(원본 데이터)
======
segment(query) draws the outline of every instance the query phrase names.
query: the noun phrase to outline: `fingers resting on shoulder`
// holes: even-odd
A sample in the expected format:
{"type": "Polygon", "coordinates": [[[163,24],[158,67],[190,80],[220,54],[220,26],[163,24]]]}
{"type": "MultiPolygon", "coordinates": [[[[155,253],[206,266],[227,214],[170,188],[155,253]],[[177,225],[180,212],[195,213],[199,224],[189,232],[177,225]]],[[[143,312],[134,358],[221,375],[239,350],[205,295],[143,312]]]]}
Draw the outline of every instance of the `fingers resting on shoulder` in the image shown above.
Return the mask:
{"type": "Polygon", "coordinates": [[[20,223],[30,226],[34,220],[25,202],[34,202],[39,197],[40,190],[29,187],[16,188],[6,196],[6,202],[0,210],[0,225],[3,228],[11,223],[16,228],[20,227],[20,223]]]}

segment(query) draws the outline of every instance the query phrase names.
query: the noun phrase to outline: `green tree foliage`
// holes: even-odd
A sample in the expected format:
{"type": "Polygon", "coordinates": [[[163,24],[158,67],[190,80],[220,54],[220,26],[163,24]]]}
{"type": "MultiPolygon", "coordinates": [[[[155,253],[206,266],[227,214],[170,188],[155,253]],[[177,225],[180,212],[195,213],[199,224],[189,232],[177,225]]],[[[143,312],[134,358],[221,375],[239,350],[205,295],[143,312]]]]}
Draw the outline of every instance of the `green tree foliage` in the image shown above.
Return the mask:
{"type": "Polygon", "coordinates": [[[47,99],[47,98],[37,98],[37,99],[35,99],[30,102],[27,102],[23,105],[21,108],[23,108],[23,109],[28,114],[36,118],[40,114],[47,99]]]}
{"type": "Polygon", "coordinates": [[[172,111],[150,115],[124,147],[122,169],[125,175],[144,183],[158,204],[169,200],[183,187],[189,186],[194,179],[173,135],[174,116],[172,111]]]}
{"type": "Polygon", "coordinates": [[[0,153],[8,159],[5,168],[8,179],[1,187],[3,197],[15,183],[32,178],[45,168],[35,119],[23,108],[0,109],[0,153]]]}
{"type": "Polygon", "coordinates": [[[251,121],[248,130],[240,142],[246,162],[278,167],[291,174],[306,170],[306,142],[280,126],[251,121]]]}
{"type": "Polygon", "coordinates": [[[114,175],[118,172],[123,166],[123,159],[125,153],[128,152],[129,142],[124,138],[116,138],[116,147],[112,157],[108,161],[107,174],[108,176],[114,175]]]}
======
:: 주어진 과제 ::
위 목록에서 "resting" 문자열이 들어 있는 줄을 하나도 빠짐없이 찾아 그대로 옮겨 알려 주세요. 대소문자는 구분합니다.

:: 이 문제의 답 ::
query: the noun phrase to outline: `fingers resting on shoulder`
Draw the outline of every instance of the `fingers resting on shoulder` in the image shown above.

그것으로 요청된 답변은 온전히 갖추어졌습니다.